Shape boundary data
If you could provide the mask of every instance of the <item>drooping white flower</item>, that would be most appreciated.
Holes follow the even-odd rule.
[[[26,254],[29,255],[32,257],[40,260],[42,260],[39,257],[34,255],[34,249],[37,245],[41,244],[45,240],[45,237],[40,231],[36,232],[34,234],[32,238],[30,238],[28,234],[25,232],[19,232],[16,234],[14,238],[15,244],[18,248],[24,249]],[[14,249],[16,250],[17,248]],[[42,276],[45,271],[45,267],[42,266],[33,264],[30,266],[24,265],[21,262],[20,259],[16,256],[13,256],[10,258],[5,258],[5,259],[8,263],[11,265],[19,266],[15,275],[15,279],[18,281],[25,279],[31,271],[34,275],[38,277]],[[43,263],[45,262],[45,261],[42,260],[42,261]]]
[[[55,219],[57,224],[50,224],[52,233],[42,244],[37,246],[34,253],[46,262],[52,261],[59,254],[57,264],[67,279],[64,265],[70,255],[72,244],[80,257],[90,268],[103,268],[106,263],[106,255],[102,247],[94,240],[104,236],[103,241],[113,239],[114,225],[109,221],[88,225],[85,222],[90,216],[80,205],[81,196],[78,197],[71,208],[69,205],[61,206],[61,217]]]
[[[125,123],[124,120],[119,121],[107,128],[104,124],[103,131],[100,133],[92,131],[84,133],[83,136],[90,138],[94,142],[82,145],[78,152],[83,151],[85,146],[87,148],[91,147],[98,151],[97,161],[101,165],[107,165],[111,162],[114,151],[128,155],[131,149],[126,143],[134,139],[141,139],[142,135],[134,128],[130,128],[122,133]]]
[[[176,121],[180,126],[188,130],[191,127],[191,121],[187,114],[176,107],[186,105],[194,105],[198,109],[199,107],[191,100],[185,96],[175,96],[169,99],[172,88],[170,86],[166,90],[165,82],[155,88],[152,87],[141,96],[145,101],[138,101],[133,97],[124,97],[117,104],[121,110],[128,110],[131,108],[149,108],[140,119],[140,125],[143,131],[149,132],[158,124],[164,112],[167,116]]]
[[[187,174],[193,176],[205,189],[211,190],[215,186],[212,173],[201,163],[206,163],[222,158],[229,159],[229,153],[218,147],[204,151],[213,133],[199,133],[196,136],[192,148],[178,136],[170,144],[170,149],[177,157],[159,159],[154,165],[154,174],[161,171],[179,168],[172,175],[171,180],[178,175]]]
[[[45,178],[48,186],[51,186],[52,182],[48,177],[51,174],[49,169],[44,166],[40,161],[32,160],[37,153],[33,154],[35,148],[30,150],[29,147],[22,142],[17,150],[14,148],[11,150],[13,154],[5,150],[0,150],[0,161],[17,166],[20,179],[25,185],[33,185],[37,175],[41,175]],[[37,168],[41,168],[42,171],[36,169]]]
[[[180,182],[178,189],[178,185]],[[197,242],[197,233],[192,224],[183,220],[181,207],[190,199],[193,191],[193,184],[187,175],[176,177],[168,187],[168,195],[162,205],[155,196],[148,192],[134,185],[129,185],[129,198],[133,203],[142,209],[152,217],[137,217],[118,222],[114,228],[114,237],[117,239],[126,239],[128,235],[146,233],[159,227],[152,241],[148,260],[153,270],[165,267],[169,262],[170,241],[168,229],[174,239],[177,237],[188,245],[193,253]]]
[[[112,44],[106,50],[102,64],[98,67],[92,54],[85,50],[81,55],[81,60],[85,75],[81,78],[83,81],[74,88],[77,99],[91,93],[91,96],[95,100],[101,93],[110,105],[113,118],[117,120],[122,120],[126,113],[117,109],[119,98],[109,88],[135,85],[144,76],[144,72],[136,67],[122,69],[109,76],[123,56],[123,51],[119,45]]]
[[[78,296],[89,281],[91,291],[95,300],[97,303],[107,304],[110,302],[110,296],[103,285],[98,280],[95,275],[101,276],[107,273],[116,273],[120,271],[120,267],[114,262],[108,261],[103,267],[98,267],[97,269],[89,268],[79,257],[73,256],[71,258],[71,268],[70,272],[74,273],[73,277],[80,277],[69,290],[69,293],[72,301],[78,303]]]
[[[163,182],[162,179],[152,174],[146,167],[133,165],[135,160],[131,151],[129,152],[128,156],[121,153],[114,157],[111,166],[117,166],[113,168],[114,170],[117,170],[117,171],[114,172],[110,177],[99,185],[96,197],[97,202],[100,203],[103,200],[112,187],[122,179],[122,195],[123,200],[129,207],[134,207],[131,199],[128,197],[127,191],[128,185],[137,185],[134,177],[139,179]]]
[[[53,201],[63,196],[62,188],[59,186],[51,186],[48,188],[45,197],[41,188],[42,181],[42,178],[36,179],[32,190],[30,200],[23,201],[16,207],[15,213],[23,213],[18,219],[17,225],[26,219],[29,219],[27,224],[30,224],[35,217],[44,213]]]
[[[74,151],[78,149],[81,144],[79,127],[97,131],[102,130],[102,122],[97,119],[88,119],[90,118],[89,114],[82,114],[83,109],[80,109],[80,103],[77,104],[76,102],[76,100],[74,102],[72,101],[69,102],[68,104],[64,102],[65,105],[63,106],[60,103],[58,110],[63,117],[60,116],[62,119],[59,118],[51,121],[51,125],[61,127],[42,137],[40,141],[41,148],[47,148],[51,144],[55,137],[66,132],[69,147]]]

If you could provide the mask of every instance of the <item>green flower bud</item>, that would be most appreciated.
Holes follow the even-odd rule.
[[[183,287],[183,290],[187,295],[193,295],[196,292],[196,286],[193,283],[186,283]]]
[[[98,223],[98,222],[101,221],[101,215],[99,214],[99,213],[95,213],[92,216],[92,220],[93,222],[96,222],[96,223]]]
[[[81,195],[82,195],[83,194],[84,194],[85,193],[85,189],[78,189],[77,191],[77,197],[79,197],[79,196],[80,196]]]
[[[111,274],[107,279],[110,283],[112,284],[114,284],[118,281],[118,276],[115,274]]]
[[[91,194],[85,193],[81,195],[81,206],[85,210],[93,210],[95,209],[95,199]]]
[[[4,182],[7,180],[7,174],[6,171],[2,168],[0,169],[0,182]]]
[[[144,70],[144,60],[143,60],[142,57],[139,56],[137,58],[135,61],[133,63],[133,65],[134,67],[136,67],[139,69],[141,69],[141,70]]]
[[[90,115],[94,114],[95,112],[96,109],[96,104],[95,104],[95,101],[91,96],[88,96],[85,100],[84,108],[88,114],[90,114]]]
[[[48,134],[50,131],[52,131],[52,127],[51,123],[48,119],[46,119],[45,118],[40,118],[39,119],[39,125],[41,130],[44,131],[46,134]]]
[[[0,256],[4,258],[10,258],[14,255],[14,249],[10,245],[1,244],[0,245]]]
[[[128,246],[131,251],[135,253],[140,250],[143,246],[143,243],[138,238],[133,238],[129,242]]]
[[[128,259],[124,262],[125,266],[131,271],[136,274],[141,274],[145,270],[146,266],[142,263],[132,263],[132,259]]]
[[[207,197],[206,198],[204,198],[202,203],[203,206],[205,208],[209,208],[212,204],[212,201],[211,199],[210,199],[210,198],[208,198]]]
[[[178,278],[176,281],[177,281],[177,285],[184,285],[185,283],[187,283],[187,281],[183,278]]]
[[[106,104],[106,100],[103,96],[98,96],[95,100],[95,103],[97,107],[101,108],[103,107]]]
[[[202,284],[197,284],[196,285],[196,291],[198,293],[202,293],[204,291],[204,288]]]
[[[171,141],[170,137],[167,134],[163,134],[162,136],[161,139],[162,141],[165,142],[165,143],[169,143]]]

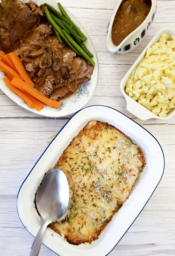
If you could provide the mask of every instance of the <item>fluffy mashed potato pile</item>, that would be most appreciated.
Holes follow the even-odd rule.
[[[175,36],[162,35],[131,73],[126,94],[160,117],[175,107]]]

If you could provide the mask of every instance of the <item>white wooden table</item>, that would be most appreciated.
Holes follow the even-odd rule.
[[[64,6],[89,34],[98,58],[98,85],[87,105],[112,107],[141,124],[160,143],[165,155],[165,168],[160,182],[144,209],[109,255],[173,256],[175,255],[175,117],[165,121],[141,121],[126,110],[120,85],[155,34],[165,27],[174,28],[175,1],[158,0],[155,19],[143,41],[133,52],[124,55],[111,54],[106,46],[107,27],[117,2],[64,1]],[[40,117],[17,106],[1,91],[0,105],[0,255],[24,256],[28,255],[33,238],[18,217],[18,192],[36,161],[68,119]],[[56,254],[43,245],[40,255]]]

▶ The request:
Give everything from the line containing "pile</item>, that would be most appreciated." down to the line containing "[[[175,36],[162,35],[131,73],[126,94],[160,117],[175,107]]]" as a numbered list, leaving out blank lines.

▶ The solution:
1. If you could provide the mask of every instance of the <item>fluffy mashed potato pile</item>, that would be most appreciated.
2. Holes follow the even-odd rule.
3. [[[175,36],[162,35],[131,73],[126,94],[160,117],[175,107]]]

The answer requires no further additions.